*** Opening of LISTED ENTRIES ***

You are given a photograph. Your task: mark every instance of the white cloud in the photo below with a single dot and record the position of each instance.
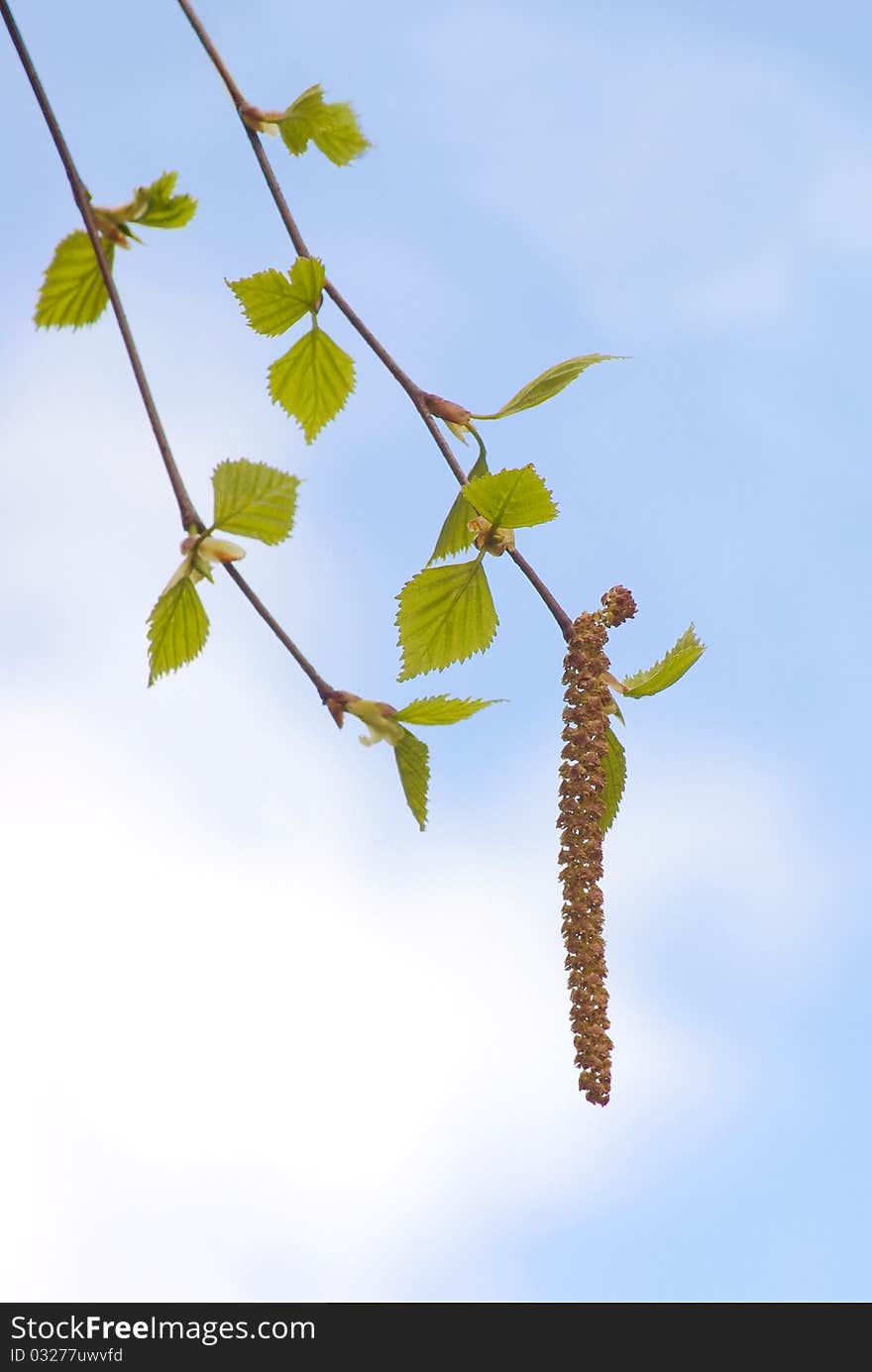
(299, 1051)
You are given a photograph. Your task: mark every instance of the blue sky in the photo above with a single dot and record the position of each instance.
(271, 1041)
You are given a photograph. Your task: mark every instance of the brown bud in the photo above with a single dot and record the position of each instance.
(447, 410)
(618, 605)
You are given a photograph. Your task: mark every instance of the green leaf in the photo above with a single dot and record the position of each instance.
(669, 670)
(255, 499)
(550, 383)
(312, 381)
(614, 766)
(73, 292)
(272, 302)
(445, 615)
(441, 709)
(455, 535)
(159, 207)
(413, 766)
(512, 498)
(331, 127)
(177, 629)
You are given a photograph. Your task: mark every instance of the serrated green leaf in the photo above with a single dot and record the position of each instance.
(73, 292)
(177, 629)
(512, 498)
(159, 207)
(614, 766)
(455, 535)
(441, 709)
(445, 615)
(413, 766)
(312, 381)
(550, 383)
(255, 499)
(331, 127)
(272, 302)
(669, 670)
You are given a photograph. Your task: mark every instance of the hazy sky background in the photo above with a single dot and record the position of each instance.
(266, 1039)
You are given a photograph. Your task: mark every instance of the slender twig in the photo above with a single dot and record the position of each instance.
(415, 392)
(187, 510)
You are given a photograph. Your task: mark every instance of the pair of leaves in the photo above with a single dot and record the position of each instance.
(252, 499)
(331, 125)
(411, 754)
(312, 380)
(447, 613)
(73, 291)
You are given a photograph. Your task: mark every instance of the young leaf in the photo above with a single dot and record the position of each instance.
(669, 670)
(455, 535)
(272, 302)
(445, 615)
(614, 766)
(550, 383)
(381, 720)
(441, 709)
(512, 498)
(333, 128)
(255, 499)
(177, 629)
(413, 767)
(73, 291)
(312, 381)
(160, 207)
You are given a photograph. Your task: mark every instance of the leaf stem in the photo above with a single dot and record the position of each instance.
(185, 506)
(415, 392)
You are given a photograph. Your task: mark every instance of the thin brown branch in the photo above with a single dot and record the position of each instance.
(185, 506)
(415, 392)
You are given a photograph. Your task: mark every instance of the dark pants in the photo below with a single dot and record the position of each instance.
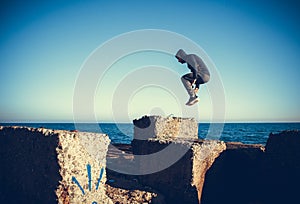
(190, 78)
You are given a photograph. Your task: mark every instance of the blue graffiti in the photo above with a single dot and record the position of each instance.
(78, 184)
(88, 167)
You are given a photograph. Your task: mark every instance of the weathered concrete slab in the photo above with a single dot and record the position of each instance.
(36, 163)
(82, 160)
(154, 135)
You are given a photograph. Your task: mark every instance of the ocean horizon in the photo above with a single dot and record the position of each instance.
(244, 132)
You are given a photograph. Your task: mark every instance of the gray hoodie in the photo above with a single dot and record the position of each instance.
(195, 64)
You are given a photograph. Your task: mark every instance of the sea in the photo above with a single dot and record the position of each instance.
(122, 133)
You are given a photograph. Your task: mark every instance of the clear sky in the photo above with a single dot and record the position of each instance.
(255, 46)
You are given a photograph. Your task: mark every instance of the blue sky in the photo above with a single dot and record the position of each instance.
(255, 46)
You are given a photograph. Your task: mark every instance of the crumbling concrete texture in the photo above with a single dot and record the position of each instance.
(165, 128)
(181, 181)
(235, 176)
(30, 170)
(281, 169)
(254, 174)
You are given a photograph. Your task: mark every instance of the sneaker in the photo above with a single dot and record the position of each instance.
(192, 101)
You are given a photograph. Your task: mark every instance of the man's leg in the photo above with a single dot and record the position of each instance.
(187, 81)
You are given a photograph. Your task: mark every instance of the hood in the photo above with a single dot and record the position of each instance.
(181, 54)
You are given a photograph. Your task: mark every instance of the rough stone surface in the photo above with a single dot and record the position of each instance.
(187, 173)
(204, 155)
(76, 153)
(165, 128)
(281, 169)
(36, 163)
(29, 170)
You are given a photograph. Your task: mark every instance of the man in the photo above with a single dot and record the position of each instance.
(199, 74)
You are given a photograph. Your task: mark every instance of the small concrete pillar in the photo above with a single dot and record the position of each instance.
(182, 181)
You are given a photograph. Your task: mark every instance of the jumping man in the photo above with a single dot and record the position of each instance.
(199, 74)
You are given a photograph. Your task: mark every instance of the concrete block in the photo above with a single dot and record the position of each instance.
(187, 173)
(164, 128)
(82, 160)
(39, 165)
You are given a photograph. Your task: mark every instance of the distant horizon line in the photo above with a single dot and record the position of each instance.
(120, 122)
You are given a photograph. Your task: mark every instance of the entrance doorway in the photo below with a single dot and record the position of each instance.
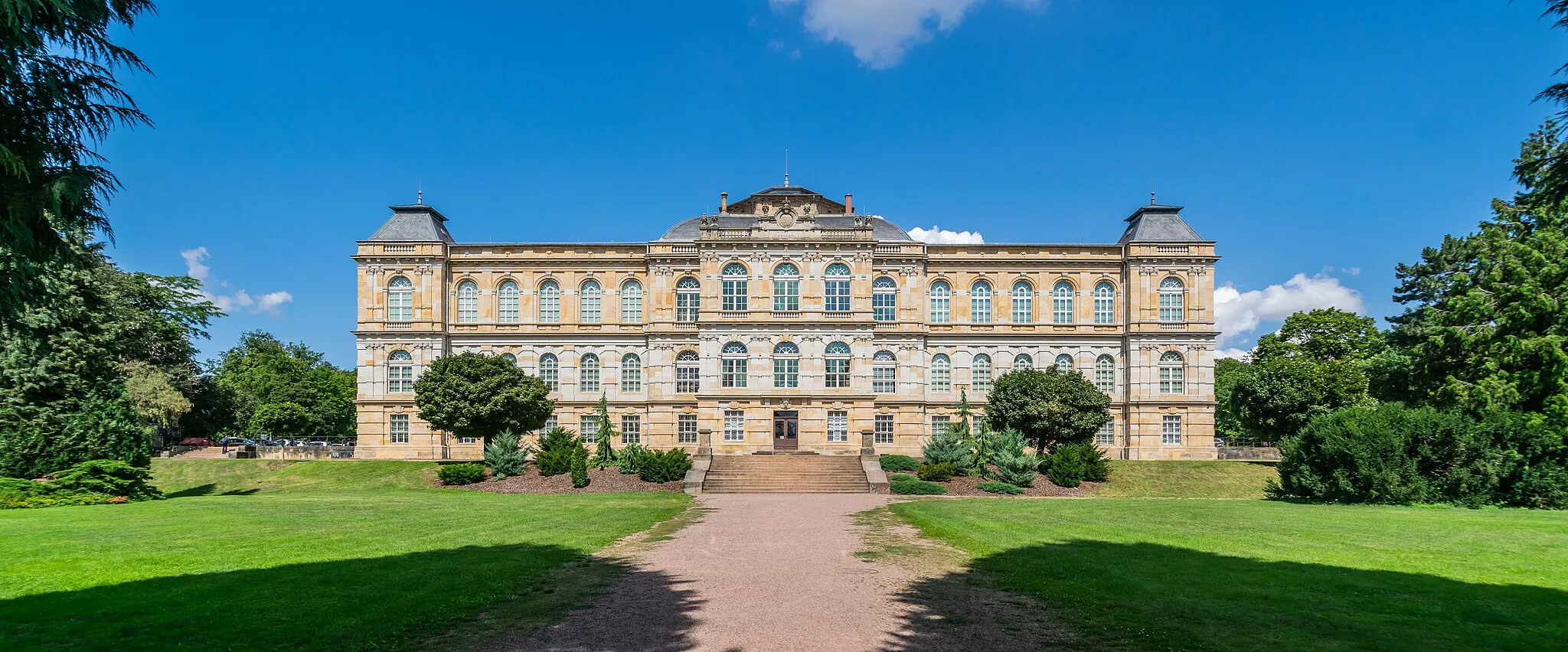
(786, 427)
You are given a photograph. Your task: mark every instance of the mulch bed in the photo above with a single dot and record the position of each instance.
(599, 481)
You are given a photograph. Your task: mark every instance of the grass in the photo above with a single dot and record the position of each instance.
(1186, 480)
(300, 556)
(1266, 575)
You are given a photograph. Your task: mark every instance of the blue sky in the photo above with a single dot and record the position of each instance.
(1318, 143)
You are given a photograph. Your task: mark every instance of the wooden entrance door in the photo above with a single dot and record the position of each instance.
(786, 430)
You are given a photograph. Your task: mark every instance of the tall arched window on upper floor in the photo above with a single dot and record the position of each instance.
(468, 302)
(1023, 303)
(981, 303)
(941, 373)
(1104, 303)
(400, 372)
(689, 372)
(786, 287)
(400, 300)
(590, 308)
(885, 300)
(507, 303)
(734, 287)
(1173, 300)
(981, 373)
(1173, 373)
(786, 366)
(631, 303)
(838, 364)
(689, 298)
(1062, 303)
(550, 372)
(549, 303)
(941, 303)
(836, 289)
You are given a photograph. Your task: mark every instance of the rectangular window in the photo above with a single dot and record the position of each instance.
(397, 432)
(786, 372)
(838, 427)
(939, 425)
(1170, 433)
(686, 429)
(838, 373)
(884, 433)
(734, 425)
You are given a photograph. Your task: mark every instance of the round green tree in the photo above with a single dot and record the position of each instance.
(1048, 406)
(474, 396)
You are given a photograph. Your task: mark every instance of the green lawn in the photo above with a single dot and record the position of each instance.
(303, 556)
(1266, 575)
(1186, 480)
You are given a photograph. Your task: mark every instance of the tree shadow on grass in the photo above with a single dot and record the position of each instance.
(1161, 598)
(386, 602)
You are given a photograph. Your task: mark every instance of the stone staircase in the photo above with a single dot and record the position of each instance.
(786, 474)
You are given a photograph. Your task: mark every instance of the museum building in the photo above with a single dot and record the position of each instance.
(788, 320)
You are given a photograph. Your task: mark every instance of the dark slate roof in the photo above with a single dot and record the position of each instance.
(414, 223)
(1159, 224)
(882, 230)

*** Close of LISTED ENTRIES ***

Make an exact copy of every entry above, but keep the pictures out of it.

You are given a photograph. Your task: mark every instance of the white cloud in the photo below with a single dot and record the position of each instance.
(299, 1051)
You are given a photograph. Your task: mark every instance of the blue sky in the photo above with a single dot and record the position of each instance.
(271, 1041)
You are given a photograph. Your task: mark every instance of the brown bud in the photo above with a single dot and record the position of each instance.
(447, 410)
(618, 605)
You are given a photograph. Your task: mark every instance of the green leaf in the photo above with a single dot and record the position of each instance.
(669, 670)
(255, 499)
(550, 383)
(312, 381)
(614, 766)
(73, 292)
(272, 302)
(445, 615)
(441, 709)
(455, 535)
(159, 207)
(413, 766)
(512, 498)
(331, 127)
(177, 629)
You are given a photograph. Your task: mark every instance of the serrated green leaf in the photo above with a single dot and record the position of each instance.
(73, 292)
(177, 629)
(512, 498)
(159, 207)
(614, 766)
(455, 535)
(441, 709)
(445, 615)
(413, 766)
(312, 381)
(550, 383)
(255, 499)
(331, 127)
(272, 302)
(669, 670)
You are given a photograph. Your task: mark every instance of the hazy sky background in the photo above with a single dot and record the position of each instance.
(266, 1039)
You are given a photograph. Your task: mark every instance of the slender twig in the photo above with a single dot and record the position of each instance.
(415, 392)
(187, 510)
You are given a photograph. Your task: mark every instance of the pair of leaves in the photo above with a single dot and record the position of each instance.
(252, 499)
(331, 125)
(411, 754)
(312, 380)
(447, 613)
(73, 291)
You are given a photograph. Your task: mark every instance of the young leaf in the photo above with a single dot and record the position of each instance.
(669, 670)
(455, 535)
(272, 302)
(445, 615)
(614, 766)
(550, 383)
(381, 720)
(441, 709)
(512, 498)
(333, 128)
(255, 499)
(177, 629)
(413, 767)
(73, 291)
(312, 381)
(160, 207)
You are given a photograph. Your task: mark every instance of the leaf stem in the photo above with a single dot and record the position of each instance.
(185, 506)
(415, 392)
You are given a photograph. Your task: mark every instance of the thin brown branch in the photo above with a single dot and record the position of each instance.
(185, 506)
(415, 392)
You are given a photograph. Your task: mark every instance of the dark pants in the photo below with a single dot and record the position of each instance.
(190, 78)
You are given a photograph. Your task: mark every instance of the blue graffiti in the photo above with a single dot and record the position of each instance.
(78, 184)
(88, 167)
You are given a photograph. Your task: mark every instance of the weathered concrete slab in the photo above with a single dot and record the position of each instance.
(36, 163)
(82, 160)
(154, 135)
You are given a photograph. Your task: mark every instance of the ocean horizon in the photo above with a single dot and record the position of each instance.
(244, 132)
You are given a photograph. Your task: mark every instance of the gray hoodie in the photo above with a single dot and record the position of each instance.
(195, 64)
You are given a photograph. Your task: mark every instance of the sea in the photo above with a single dot and record the position of each instance.
(122, 133)
You are given a photograph. Your task: mark every instance of the clear sky in the photo above with a single dot and record the position of each instance.
(255, 46)
You are given a photograph. Your task: mark every instance of the blue sky in the photo above with a single dot and record the position of each instance.
(255, 46)
You are given a photograph. Your task: mark every instance of the crumbling concrete texture in the photo above with a single dot and record the position of each instance.
(165, 128)
(181, 181)
(235, 176)
(30, 170)
(281, 169)
(254, 174)
You are given a photograph. Your task: mark every instance of the sneaker in the photo above with a single dot and record the position of each instance.
(192, 101)
You are given a photograph. Your task: mark every instance of the man's leg in the photo above with a single dot and record the position of each instance.
(187, 81)
You are given a photograph. Your task: mark every instance of the hood in the photo above with a single dot and record the position of each instance.
(181, 54)
You are given a photograph. Your task: mark every instance of the rough stone surface in the photo above with a single dot and record the position of each instance.
(187, 173)
(204, 155)
(76, 153)
(165, 128)
(281, 169)
(36, 163)
(29, 170)
You are given a photograph. Your task: mark every instance of the man in the photo above with a single dot and record the position of each instance.
(199, 74)
You are given a photograph. Your task: mark every instance of the small concrete pillar in the photo above with a single dot and record the position of each instance.
(182, 181)
You are given a photograph. Your task: mark every instance of the jumping man in the photo above with a single dot and record the position of each instance.
(199, 74)
You are given a photograph. Your task: mark every instance of the concrete block in the photo above with a single dot and record the position of each instance.
(187, 173)
(164, 128)
(82, 160)
(39, 165)
You are given a photograph. Your task: mark every instance of the distant horizon line in the photo above with a single dot and record the position of each instance.
(120, 122)
You are given a photograph. Your task: mark every instance of the entrance doorway in the photo below with a single dot and record the position of each instance.
(786, 427)
You are given a photograph. Your task: mark every instance of the mulch bed in the photo above with a single dot and record the position of each instance.
(599, 481)
You are given a photograph. Your task: mark every instance of the grass in the photo above with a single dot and record the position of each instance.
(1186, 480)
(300, 556)
(1266, 575)
You are given a photograph. Your task: mark every instance of the blue sky in the photo above with a single dot and record the position of each instance.
(1318, 143)
You are given a photograph. Your task: mark every instance of the wooden entrance door in the photo above with a single dot and record the position of each instance.
(786, 430)
You are given a photograph. Your task: mark every instance of the tall arched window on upper floor in the photo above with a single dot and record the position of each instance.
(468, 302)
(1023, 303)
(981, 303)
(941, 373)
(1104, 303)
(400, 372)
(689, 372)
(786, 287)
(400, 300)
(590, 308)
(885, 300)
(507, 303)
(734, 287)
(1173, 300)
(981, 373)
(1173, 373)
(786, 366)
(631, 303)
(838, 364)
(689, 298)
(1062, 303)
(550, 372)
(549, 303)
(941, 303)
(836, 289)
You are given a photograph. Your task: mark every instance of the rectangular window in the photo above with a single dot and record the position of each instance.
(397, 432)
(786, 372)
(838, 427)
(939, 425)
(1170, 433)
(686, 429)
(838, 373)
(884, 433)
(734, 425)
You are given a photograph. Your task: mark every instance of the round green tree in the photo above with a single dot and record the position of each instance.
(1048, 406)
(474, 396)
You are given a photograph. Your task: mark every instance of the green lawn in the photo above with a single dot and record the position of each instance.
(303, 556)
(1266, 575)
(1186, 480)
You are given a photograph. Your task: mark every instance of the tree shadow on grass in the photo above with a single dot and record the position of each instance.
(1161, 598)
(386, 602)
You are given a photograph. Your task: mark every instance of the stone staircase in the photo above with a single dot and record the position of each instance.
(786, 474)
You are given a photograph. Your task: mark every instance of the museum building in the photo above with a single dot and record the position of each instance.
(788, 320)
You are given a photograph. Your task: mark every instance of the dark slate roof in the photo above with a single dot and record the position of each instance.
(414, 223)
(1159, 224)
(882, 230)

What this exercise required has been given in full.